— start —

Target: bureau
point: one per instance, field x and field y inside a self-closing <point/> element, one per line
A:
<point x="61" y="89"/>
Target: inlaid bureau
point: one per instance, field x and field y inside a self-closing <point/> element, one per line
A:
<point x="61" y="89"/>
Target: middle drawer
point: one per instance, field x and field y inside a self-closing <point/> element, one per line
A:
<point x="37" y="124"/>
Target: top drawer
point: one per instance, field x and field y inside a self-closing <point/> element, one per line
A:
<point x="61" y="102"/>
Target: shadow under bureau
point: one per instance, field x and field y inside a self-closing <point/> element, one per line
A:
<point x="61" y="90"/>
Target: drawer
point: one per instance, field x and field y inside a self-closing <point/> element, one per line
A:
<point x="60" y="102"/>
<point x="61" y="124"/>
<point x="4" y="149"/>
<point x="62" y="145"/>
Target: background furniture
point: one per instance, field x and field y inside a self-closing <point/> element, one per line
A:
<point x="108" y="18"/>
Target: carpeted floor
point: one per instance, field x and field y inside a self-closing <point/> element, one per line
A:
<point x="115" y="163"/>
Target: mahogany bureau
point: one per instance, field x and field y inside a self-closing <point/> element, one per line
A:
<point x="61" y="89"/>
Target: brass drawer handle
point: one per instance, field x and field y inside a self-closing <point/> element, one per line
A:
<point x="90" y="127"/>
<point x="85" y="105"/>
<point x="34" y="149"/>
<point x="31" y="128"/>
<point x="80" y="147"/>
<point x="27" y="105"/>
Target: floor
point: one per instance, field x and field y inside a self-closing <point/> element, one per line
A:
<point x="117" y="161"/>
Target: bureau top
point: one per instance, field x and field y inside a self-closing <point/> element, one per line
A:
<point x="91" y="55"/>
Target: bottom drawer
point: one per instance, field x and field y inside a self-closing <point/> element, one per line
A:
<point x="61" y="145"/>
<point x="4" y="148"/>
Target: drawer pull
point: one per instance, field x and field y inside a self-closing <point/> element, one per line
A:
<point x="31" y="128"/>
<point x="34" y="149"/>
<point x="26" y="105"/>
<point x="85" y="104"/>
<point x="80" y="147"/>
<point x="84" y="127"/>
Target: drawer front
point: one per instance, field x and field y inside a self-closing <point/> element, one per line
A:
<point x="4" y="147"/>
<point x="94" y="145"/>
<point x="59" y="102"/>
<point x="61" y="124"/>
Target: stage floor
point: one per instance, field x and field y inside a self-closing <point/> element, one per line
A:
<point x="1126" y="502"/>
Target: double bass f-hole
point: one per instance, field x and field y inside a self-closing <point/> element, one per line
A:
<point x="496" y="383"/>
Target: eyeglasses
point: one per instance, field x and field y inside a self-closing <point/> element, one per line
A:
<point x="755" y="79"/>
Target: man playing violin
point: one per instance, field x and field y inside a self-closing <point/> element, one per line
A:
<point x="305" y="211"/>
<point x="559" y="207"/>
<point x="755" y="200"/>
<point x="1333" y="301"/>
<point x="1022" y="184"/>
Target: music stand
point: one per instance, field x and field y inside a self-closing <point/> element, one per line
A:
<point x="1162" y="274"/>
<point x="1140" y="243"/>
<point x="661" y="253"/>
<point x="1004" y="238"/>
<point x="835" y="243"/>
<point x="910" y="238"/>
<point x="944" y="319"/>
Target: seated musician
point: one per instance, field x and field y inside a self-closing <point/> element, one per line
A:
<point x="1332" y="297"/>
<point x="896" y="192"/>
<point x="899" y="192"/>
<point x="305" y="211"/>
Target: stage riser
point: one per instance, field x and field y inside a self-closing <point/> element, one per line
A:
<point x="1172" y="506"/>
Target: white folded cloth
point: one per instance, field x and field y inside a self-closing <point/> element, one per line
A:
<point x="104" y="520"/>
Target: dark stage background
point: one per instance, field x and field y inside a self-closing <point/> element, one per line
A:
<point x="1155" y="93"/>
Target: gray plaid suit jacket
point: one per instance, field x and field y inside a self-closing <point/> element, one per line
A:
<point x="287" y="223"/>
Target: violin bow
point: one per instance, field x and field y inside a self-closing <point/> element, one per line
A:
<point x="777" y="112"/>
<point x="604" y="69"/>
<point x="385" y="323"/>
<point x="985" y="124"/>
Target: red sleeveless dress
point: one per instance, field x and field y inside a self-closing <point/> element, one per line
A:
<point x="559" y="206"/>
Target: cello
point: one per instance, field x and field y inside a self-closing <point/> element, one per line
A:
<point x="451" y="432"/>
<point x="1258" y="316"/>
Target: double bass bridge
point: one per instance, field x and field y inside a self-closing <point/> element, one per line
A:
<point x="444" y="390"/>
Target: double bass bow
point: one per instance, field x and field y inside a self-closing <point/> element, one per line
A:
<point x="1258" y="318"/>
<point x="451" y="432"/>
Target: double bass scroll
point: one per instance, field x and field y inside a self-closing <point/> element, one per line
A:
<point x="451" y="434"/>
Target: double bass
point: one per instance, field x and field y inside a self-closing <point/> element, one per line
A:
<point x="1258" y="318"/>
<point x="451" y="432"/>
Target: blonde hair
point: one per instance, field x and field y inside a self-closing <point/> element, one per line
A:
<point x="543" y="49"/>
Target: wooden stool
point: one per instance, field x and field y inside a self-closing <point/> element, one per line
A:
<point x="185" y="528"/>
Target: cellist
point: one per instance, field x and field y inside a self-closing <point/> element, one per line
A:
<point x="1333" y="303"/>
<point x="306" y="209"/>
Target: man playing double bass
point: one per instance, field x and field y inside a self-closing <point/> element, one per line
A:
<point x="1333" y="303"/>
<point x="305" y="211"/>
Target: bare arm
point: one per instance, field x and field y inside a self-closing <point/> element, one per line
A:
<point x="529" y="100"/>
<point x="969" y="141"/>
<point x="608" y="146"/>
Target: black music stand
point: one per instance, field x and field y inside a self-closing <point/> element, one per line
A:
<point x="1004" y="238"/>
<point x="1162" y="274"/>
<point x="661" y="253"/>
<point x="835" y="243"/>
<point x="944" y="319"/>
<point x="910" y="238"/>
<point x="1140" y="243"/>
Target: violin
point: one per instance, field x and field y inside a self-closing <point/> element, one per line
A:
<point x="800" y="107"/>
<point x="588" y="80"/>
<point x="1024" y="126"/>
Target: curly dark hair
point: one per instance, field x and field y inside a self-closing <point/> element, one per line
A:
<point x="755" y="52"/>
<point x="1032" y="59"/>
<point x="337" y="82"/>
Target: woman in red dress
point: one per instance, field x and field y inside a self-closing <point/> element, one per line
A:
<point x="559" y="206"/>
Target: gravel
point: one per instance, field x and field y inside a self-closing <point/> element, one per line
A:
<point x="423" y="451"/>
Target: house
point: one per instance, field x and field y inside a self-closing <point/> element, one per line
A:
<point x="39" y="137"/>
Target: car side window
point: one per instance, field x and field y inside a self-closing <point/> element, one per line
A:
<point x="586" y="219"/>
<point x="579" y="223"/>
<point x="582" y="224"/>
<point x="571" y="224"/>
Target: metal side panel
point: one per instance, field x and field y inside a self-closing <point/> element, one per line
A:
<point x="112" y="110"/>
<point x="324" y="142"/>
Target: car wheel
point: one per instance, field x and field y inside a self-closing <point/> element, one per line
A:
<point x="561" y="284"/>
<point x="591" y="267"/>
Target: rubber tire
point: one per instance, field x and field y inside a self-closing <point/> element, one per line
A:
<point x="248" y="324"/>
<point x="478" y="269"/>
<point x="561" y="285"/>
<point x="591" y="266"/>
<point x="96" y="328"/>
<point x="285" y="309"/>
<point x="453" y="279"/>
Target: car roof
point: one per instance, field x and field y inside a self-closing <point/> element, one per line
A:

— end —

• **Work to do**:
Express all of the material above as a JSON array of strings, with one string for each line and blank lines omitted.

• **Response to this exercise**:
[
  "Target: bureau",
  "point: one per instance, field x and field y inside a self-closing <point/> element, one per line",
  "A:",
  "<point x=\"61\" y=\"89\"/>",
  "Target: inlaid bureau",
  "point: one per instance, field x and field y inside a self-closing <point/> element, one per line",
  "A:",
  "<point x=\"61\" y=\"89\"/>",
  "Target: middle drawer",
  "point: one per instance, field x and field y inside a self-closing <point/> element, one per line",
  "A:",
  "<point x=\"37\" y=\"124\"/>",
  "Target: top drawer",
  "point: one per instance, field x and field y inside a self-closing <point/> element, one per line",
  "A:",
  "<point x=\"61\" y=\"102\"/>",
  "Target: shadow under bureau",
  "point: one per instance, field x and field y inside a self-closing <point/> element, one per line",
  "A:",
  "<point x=\"61\" y=\"90\"/>",
  "Target: drawer",
  "point: one per instance, field x and field y inside a self-closing <point/> element, one per line",
  "A:",
  "<point x=\"60\" y=\"102\"/>",
  "<point x=\"61\" y=\"124\"/>",
  "<point x=\"4\" y=\"149\"/>",
  "<point x=\"62\" y=\"145\"/>",
  "Target: background furniture",
  "point: one per instance, field x and field y inside a self-closing <point/> element, one per line",
  "A:",
  "<point x=\"108\" y=\"18\"/>",
  "Target: carpeted floor",
  "point: one per instance, field x and field y inside a self-closing <point/> element, one per line",
  "A:",
  "<point x=\"115\" y=\"163\"/>",
  "Target: mahogany bureau",
  "point: one per instance, field x and field y inside a self-closing <point/> element, one per line",
  "A:",
  "<point x=\"61\" y=\"89\"/>",
  "Target: brass drawer handle",
  "point: one per instance, field x and field y inside a self-closing <point/> element, one per line",
  "A:",
  "<point x=\"90\" y=\"127\"/>",
  "<point x=\"85\" y=\"105\"/>",
  "<point x=\"34\" y=\"149\"/>",
  "<point x=\"31\" y=\"128\"/>",
  "<point x=\"80\" y=\"147\"/>",
  "<point x=\"27\" y=\"105\"/>",
  "Target: floor",
  "point: one per instance, field x and field y inside a self-closing <point/> element, one per line",
  "A:",
  "<point x=\"117\" y=\"161\"/>",
  "Target: bureau top",
  "point: one per instance, field x and field y inside a self-closing <point/> element, one per line",
  "A:",
  "<point x=\"91\" y=\"55\"/>",
  "Target: bottom drawer",
  "point: one per instance, field x and field y inside a self-closing <point/> element, one per line",
  "A:",
  "<point x=\"61\" y=\"145\"/>",
  "<point x=\"4\" y=\"148\"/>",
  "Target: drawer pull",
  "point: one per instance, field x and field y inside a self-closing <point/> element, one per line",
  "A:",
  "<point x=\"31\" y=\"128\"/>",
  "<point x=\"34\" y=\"149\"/>",
  "<point x=\"26\" y=\"105\"/>",
  "<point x=\"85\" y=\"104\"/>",
  "<point x=\"80\" y=\"147\"/>",
  "<point x=\"84\" y=\"127\"/>",
  "Target: drawer front",
  "point: one per instance, field x and field y inside a self-closing <point/> element, one per line",
  "A:",
  "<point x=\"4\" y=\"147\"/>",
  "<point x=\"94\" y=\"145\"/>",
  "<point x=\"59\" y=\"102\"/>",
  "<point x=\"61\" y=\"124\"/>",
  "Target: stage floor",
  "point: one per instance, field x and field y inside a self-closing <point/> element, one per line",
  "A:",
  "<point x=\"1126\" y=\"502\"/>",
  "Target: double bass f-hole",
  "point: one per instance, field x and field y inside a self-closing <point/> element, one per line",
  "A:",
  "<point x=\"496\" y=\"383\"/>",
  "Target: eyeglasses",
  "point: one per instance, field x and field y inside a self-closing <point/> element, one per line",
  "A:",
  "<point x=\"755\" y=\"79\"/>",
  "Target: man playing violin",
  "point: one per instance, field x and field y inside a self-closing <point/> element, one per line",
  "A:",
  "<point x=\"305\" y=\"211\"/>",
  "<point x=\"559\" y=\"207\"/>",
  "<point x=\"755\" y=\"200\"/>",
  "<point x=\"1333\" y=\"301\"/>",
  "<point x=\"1022\" y=\"184\"/>",
  "Target: music stand",
  "point: one per instance, field x and field y inside a self-closing <point/> element, one per line",
  "A:",
  "<point x=\"1162\" y=\"274\"/>",
  "<point x=\"1140\" y=\"243\"/>",
  "<point x=\"661\" y=\"253\"/>",
  "<point x=\"1004\" y=\"238\"/>",
  "<point x=\"835\" y=\"243\"/>",
  "<point x=\"910\" y=\"238\"/>",
  "<point x=\"944\" y=\"319\"/>",
  "Target: seated musician",
  "point: one per instance, field x and field y inside a self-closing <point/> element, one per line",
  "A:",
  "<point x=\"1332\" y=\"297\"/>",
  "<point x=\"896\" y=\"192\"/>",
  "<point x=\"899\" y=\"192\"/>",
  "<point x=\"305\" y=\"211\"/>",
  "Target: stage riser",
  "point: one per instance, field x and field y inside a self-closing <point/> element, one per line",
  "A:",
  "<point x=\"1172\" y=\"506\"/>",
  "Target: white folded cloth",
  "point: one per instance, field x and field y inside a self-closing <point/> element, one per line",
  "A:",
  "<point x=\"104\" y=\"520\"/>",
  "Target: dark stage background",
  "point: one per instance, field x and field y inside a self-closing <point/> element, one per line",
  "A:",
  "<point x=\"1155\" y=\"93\"/>",
  "Target: gray plaid suit jacket",
  "point: one per instance, field x and field y inside a self-closing <point/> element, one per line",
  "A:",
  "<point x=\"287\" y=\"223\"/>",
  "Target: violin bow",
  "point: one per instance, field x and field y inside a self-closing <point/> element, one per line",
  "A:",
  "<point x=\"777\" y=\"112\"/>",
  "<point x=\"604\" y=\"69\"/>",
  "<point x=\"385\" y=\"323\"/>",
  "<point x=\"985\" y=\"124\"/>",
  "Target: red sleeveless dress",
  "point: one per instance, field x and field y inside a self-closing <point/> element, one per line",
  "A:",
  "<point x=\"559\" y=\"206\"/>",
  "Target: cello",
  "point: one per instance, field x and field y inside a self-closing <point/> element, one per line",
  "A:",
  "<point x=\"451\" y=\"432\"/>",
  "<point x=\"1258\" y=\"316\"/>",
  "Target: double bass bridge",
  "point: one per instance, field x and field y inside a self-closing <point/> element, one per line",
  "A:",
  "<point x=\"444\" y=\"390\"/>",
  "Target: double bass bow",
  "point: one per instance, field x and field y inside a self-closing <point/> element, one per line",
  "A:",
  "<point x=\"1258\" y=\"318\"/>",
  "<point x=\"451\" y=\"432\"/>",
  "Target: double bass scroll",
  "point: one per instance, field x and field y inside a self-closing <point/> element, one per line",
  "A:",
  "<point x=\"451\" y=\"434\"/>",
  "Target: double bass",
  "point: one per instance, field x and field y inside a self-closing <point/> element, one per line",
  "A:",
  "<point x=\"1258\" y=\"318\"/>",
  "<point x=\"451\" y=\"432\"/>",
  "Target: blonde hair",
  "point: one per instance, field x and field y inside a self-closing <point/> element, one per line",
  "A:",
  "<point x=\"543\" y=\"49\"/>",
  "Target: wooden stool",
  "point: one per instance, field x and field y inside a self-closing <point/> element, one per line",
  "A:",
  "<point x=\"185\" y=\"528\"/>",
  "Target: cellist",
  "point: one per instance, field x and field y inside a self-closing <point/> element, one per line",
  "A:",
  "<point x=\"1333\" y=\"303\"/>",
  "<point x=\"306\" y=\"209\"/>",
  "Target: man playing double bass",
  "point: one per instance, field x and field y inside a self-closing <point/> element, one per line",
  "A:",
  "<point x=\"1333\" y=\"303\"/>",
  "<point x=\"305\" y=\"211\"/>",
  "Target: bare arm",
  "point: one per instance, field x and field y inside a self-closing <point/> element, one per line",
  "A:",
  "<point x=\"529\" y=\"100\"/>",
  "<point x=\"969\" y=\"141\"/>",
  "<point x=\"608\" y=\"146\"/>",
  "Target: black music stand",
  "point: one per instance, field x and field y inside a self-closing <point/> element, one per line",
  "A:",
  "<point x=\"1004\" y=\"238\"/>",
  "<point x=\"1162\" y=\"274\"/>",
  "<point x=\"661\" y=\"253\"/>",
  "<point x=\"835\" y=\"243\"/>",
  "<point x=\"944\" y=\"319\"/>",
  "<point x=\"910\" y=\"238\"/>",
  "<point x=\"1140\" y=\"243\"/>",
  "Target: violin",
  "point: one per instance, field x and field y inside a self-closing <point/> element, one per line",
  "A:",
  "<point x=\"800\" y=\"107\"/>",
  "<point x=\"588\" y=\"80\"/>",
  "<point x=\"1024\" y=\"126\"/>",
  "Target: curly dark hair",
  "point: one per instance, field x and field y inside a self-closing <point/> element, one per line",
  "A:",
  "<point x=\"755\" y=\"52\"/>",
  "<point x=\"1032\" y=\"59\"/>",
  "<point x=\"337\" y=\"82\"/>",
  "Target: woman in red dress",
  "point: one per instance, field x and field y inside a self-closing <point/> element, one per line",
  "A:",
  "<point x=\"559\" y=\"206\"/>",
  "Target: gravel",
  "point: one per instance, field x and field y inside a self-closing <point/> element, one per line",
  "A:",
  "<point x=\"423\" y=\"451\"/>",
  "Target: house",
  "point: one per instance, field x and field y inside a self-closing <point/> element, one per line",
  "A:",
  "<point x=\"39\" y=\"137\"/>",
  "Target: car side window",
  "point: one per instance, field x and field y inside a self-closing <point/> element, one per line",
  "A:",
  "<point x=\"586\" y=\"219\"/>",
  "<point x=\"579\" y=\"223\"/>",
  "<point x=\"582\" y=\"224\"/>",
  "<point x=\"571\" y=\"224\"/>",
  "Target: metal side panel",
  "point: one per instance, field x and field y inside a self-closing <point/> element, one per line",
  "A:",
  "<point x=\"112\" y=\"110\"/>",
  "<point x=\"324\" y=\"142\"/>",
  "Target: car wheel",
  "point: one per instance, field x and field y inside a self-closing <point/> element, one per line",
  "A:",
  "<point x=\"561\" y=\"284\"/>",
  "<point x=\"591\" y=\"267\"/>",
  "Target: rubber tire",
  "point: one per instance, field x and field y inside a self-closing <point/> element, one per line",
  "A:",
  "<point x=\"248\" y=\"324\"/>",
  "<point x=\"478\" y=\"269\"/>",
  "<point x=\"561\" y=\"285\"/>",
  "<point x=\"591\" y=\"266\"/>",
  "<point x=\"96\" y=\"328\"/>",
  "<point x=\"285\" y=\"309\"/>",
  "<point x=\"453\" y=\"279\"/>",
  "Target: car roof",
  "point: one per instance, field x and field y inside a self-closing <point/> element, one per line",
  "A:"
]